AVAILABLE RECORDS:
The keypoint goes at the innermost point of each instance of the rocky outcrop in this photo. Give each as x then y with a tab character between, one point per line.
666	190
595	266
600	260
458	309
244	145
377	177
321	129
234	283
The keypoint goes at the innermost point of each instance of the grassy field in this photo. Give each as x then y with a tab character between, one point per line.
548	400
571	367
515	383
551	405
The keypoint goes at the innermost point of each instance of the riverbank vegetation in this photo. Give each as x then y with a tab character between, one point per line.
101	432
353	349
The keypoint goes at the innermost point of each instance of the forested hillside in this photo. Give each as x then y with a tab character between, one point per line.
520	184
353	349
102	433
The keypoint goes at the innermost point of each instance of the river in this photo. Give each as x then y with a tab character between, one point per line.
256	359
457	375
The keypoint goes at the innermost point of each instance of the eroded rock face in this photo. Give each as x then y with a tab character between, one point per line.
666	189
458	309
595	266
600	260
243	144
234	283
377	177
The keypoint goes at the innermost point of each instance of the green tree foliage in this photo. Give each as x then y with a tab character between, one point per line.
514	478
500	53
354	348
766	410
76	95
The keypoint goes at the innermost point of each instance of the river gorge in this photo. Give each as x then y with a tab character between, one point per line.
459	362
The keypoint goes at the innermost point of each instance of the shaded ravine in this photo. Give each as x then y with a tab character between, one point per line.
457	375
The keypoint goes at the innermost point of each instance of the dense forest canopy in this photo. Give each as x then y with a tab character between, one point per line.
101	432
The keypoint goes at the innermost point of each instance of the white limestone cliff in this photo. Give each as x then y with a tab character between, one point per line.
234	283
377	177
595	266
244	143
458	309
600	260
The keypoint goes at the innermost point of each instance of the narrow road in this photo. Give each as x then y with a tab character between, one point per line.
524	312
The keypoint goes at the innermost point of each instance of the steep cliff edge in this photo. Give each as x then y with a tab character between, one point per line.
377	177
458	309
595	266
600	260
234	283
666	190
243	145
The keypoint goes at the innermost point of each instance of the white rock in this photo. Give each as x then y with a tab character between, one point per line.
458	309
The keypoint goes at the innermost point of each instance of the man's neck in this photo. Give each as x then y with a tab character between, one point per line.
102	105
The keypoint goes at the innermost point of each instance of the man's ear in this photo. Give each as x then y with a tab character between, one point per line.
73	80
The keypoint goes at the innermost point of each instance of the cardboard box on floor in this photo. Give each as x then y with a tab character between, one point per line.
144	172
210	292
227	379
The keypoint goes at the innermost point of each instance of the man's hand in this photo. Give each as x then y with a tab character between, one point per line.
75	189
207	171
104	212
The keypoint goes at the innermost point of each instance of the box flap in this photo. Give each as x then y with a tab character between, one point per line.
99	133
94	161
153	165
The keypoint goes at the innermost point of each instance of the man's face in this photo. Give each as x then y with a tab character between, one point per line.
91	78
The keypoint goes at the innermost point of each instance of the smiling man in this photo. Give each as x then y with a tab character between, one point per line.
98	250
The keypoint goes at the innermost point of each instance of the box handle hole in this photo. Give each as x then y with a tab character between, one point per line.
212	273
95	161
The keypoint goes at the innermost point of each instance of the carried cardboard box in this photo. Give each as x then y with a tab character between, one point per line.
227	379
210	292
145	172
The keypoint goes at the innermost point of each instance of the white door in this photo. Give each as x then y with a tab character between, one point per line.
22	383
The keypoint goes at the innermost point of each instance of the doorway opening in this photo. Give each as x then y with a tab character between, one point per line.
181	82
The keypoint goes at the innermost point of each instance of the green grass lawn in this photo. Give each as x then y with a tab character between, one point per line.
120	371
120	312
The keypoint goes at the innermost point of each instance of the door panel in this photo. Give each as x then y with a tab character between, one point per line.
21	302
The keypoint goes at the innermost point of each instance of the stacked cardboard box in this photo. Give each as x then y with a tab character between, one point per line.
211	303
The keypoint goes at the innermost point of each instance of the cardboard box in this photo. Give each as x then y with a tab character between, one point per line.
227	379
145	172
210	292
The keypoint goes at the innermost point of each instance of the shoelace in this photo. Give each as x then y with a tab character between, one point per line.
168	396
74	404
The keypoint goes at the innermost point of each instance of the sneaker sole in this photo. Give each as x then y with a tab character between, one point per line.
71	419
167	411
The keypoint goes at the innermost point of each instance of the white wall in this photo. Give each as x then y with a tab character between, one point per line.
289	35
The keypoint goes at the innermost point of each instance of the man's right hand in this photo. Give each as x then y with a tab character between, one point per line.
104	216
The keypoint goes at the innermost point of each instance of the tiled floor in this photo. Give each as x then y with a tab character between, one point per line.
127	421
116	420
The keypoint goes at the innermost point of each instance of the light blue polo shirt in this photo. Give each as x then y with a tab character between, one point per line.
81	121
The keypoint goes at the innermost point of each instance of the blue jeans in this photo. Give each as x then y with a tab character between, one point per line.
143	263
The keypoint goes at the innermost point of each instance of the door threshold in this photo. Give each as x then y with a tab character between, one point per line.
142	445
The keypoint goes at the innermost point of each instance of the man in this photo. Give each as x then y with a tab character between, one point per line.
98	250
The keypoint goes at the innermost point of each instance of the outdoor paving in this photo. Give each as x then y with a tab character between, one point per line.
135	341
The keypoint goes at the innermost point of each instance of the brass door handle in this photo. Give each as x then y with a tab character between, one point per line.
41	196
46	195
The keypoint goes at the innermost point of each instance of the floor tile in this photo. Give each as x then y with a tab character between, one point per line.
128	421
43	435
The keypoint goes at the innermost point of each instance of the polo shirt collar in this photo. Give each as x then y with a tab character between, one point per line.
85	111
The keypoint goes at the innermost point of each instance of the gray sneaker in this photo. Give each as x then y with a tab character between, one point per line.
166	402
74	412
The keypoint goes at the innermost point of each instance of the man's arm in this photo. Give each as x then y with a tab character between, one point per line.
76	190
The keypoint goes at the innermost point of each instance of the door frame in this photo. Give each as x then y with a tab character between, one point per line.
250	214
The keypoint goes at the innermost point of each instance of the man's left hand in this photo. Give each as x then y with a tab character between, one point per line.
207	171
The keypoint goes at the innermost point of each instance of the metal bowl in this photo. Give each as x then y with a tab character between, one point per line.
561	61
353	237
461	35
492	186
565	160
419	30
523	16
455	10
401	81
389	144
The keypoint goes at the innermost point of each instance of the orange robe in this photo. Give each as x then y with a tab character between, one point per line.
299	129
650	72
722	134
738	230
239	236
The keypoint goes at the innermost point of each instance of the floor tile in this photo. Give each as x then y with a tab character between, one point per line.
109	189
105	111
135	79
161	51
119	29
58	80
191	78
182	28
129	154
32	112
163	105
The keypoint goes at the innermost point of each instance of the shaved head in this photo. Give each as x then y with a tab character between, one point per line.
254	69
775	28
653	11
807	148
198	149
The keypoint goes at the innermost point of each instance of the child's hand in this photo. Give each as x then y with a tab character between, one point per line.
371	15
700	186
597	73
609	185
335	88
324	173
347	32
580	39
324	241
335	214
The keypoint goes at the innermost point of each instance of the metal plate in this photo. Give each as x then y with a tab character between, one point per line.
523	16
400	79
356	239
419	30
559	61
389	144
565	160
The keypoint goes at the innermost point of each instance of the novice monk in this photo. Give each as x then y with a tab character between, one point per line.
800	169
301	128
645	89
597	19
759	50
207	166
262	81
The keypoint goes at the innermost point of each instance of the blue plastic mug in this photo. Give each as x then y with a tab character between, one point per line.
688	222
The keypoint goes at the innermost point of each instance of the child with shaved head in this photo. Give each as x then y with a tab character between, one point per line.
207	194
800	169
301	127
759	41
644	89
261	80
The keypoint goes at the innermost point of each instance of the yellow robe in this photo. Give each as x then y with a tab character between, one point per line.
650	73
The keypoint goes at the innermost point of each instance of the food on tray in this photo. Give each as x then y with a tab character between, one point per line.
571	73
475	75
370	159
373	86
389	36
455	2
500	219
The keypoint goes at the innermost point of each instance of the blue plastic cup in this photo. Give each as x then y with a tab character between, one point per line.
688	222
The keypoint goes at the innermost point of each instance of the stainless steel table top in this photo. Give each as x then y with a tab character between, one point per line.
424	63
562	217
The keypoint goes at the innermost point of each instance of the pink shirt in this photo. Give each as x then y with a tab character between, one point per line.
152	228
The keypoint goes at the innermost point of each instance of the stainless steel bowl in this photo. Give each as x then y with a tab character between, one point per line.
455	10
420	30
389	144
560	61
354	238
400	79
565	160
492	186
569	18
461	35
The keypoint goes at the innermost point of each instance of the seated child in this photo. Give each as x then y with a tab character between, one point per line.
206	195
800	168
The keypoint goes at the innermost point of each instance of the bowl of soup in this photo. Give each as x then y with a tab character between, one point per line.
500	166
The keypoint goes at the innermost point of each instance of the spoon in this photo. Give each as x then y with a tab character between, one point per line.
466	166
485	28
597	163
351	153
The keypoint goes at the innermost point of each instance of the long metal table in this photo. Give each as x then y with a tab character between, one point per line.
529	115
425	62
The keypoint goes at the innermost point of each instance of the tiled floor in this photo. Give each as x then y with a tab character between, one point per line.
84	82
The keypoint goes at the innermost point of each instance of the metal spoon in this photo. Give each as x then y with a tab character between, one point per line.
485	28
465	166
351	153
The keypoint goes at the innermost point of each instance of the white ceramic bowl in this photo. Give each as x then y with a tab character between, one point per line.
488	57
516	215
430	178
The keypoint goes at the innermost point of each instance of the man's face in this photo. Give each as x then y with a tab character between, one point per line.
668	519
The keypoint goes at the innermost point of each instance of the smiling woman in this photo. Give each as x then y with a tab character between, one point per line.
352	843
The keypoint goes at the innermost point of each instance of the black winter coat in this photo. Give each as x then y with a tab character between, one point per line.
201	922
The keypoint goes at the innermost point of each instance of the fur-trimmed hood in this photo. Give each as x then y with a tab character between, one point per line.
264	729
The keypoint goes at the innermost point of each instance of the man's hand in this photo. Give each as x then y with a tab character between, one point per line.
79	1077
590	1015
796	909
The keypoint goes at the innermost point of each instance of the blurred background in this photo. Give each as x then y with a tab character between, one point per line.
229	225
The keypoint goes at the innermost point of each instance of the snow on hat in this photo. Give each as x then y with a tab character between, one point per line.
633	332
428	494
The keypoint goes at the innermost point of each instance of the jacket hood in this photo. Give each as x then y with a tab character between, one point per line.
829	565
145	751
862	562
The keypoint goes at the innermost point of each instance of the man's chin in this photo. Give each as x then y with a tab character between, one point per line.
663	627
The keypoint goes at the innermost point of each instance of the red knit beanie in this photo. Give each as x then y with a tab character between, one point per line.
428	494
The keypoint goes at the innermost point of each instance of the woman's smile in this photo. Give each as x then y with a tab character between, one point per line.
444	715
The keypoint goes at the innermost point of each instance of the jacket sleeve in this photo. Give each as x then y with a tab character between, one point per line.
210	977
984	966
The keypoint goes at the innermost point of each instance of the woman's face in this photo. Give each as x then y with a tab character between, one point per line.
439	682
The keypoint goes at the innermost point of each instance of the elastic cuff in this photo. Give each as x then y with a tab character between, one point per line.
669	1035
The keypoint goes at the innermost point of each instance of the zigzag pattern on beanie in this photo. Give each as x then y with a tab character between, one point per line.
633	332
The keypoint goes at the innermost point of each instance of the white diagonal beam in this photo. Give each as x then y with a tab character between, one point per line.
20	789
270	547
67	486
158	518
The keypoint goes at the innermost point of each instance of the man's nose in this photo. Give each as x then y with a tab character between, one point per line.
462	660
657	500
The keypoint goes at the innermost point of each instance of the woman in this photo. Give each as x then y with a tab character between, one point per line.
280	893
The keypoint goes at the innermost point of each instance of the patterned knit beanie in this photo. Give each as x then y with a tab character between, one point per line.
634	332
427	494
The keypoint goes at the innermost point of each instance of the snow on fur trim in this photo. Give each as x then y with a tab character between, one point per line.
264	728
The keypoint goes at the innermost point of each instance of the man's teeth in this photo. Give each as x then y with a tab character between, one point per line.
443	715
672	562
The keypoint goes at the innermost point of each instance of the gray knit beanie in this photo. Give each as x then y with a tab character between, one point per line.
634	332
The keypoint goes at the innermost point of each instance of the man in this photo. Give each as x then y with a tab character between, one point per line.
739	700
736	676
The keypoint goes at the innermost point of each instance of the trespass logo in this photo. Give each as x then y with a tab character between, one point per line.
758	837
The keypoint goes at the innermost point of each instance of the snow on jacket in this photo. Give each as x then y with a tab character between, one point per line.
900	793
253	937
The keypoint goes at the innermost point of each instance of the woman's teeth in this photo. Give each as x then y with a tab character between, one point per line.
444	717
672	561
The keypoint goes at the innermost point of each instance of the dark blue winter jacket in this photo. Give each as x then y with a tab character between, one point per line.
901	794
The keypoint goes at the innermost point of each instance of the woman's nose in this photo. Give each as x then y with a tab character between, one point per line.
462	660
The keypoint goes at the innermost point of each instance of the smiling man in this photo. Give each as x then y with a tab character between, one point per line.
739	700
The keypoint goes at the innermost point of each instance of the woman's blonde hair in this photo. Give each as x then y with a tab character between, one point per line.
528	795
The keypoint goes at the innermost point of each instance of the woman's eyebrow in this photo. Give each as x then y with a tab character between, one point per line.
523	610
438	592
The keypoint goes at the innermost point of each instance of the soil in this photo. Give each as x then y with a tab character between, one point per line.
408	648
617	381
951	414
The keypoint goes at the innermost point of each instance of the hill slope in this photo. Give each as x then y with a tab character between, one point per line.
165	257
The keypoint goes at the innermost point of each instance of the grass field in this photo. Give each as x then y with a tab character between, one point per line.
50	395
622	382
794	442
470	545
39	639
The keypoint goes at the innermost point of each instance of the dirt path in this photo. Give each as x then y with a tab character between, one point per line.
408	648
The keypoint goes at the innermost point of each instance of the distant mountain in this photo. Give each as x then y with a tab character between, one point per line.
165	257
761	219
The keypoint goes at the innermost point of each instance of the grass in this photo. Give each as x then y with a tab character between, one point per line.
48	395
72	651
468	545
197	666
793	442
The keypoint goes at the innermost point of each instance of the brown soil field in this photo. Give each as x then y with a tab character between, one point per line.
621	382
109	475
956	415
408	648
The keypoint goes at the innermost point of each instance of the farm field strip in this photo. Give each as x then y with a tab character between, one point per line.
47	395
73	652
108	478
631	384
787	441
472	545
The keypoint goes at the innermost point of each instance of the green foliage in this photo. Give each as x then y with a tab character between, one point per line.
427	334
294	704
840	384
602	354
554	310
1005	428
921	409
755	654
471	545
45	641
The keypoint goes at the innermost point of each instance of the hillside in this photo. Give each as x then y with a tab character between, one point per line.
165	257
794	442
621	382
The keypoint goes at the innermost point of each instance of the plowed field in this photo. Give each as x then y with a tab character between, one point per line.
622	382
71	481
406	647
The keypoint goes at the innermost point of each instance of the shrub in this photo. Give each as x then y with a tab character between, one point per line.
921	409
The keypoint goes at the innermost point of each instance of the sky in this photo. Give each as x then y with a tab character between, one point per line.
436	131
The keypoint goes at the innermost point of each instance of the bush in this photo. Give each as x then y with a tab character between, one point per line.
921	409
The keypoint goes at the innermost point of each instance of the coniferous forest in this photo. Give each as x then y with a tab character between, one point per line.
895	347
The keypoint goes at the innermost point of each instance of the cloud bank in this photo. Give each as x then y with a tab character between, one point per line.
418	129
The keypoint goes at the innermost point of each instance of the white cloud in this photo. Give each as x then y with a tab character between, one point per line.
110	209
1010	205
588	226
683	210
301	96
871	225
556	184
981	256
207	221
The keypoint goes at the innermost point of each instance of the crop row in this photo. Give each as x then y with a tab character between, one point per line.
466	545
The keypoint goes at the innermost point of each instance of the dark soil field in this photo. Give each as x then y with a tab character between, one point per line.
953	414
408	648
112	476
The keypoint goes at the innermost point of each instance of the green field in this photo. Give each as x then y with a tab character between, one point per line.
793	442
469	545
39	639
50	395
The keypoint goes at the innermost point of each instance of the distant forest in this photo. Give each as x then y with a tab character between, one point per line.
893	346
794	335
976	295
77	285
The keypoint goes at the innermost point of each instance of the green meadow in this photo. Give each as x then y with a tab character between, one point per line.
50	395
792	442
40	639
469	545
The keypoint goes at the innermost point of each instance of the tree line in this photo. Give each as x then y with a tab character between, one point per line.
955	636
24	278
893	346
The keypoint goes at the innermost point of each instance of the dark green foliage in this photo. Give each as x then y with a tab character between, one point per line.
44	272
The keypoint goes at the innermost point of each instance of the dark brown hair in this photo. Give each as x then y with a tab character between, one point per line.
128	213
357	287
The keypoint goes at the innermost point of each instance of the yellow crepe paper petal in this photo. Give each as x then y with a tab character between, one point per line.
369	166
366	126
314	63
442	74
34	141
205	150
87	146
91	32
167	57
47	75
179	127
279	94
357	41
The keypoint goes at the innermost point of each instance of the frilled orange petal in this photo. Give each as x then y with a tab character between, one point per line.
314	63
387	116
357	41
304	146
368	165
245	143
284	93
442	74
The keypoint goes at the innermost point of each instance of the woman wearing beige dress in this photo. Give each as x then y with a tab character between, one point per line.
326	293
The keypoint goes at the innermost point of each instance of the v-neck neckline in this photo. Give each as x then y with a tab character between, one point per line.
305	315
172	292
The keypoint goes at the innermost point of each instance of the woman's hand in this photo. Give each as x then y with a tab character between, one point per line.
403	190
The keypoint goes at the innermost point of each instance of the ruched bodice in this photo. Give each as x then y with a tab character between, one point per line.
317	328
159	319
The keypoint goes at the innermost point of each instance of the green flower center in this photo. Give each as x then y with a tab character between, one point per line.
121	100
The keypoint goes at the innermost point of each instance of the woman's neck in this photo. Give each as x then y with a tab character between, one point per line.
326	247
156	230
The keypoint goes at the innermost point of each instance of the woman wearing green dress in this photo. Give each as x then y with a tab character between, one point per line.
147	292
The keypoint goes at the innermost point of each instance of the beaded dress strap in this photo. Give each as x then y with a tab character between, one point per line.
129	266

TO DO: Everything from the line that contains "of the frilled" through the end of the records must be duplicated exactly, and nothing outside that range.

ANSWER FOR THE TASK:
The keypoint goes at the innermost point of each instance of the frilled orange petal in this photo. Give each as x then y with a tab character between, one point per line.
314	63
387	116
357	41
304	146
368	165
245	143
284	93
442	74
The keypoint goes at the innermost point of each instance of the woman wearing beige dress in this photo. Give each as x then y with a tab character between, one point per line.
326	293
The keypoint goes at the innermost point of each instance of the v-neck neckline in this photo. Give each as x then y with a tab character between, one point per line.
305	315
172	292
The keypoint goes at the innermost point of each instance of the woman's hand in this photo. Give each as x then y with a tab character between, one point per line.
403	190
The keypoint goes at the innermost point of each instance of the ruched bodice in this photo. Give each as x then y with a tab character between, one point per line.
317	328
159	319
The keypoint goes at the innermost point of each instance of the green flower center in this photo. Give each as x then y with a tab character between, one point per line.
121	100
The keypoint goes at the innermost point of each instance of the woman's neck in this photo. Give each as x then y with a tab character between, one point per line.
326	247
156	230
The keypoint goes at the innermost point of each instance of the woman wearing green dress in this photo. Give each as x then y with a tab character between, one point per line.
147	292
The keypoint goes at the innermost point of each instance of the beaded dress strap in this photo. Give each as x then y with a tab character between, one point per line.
129	266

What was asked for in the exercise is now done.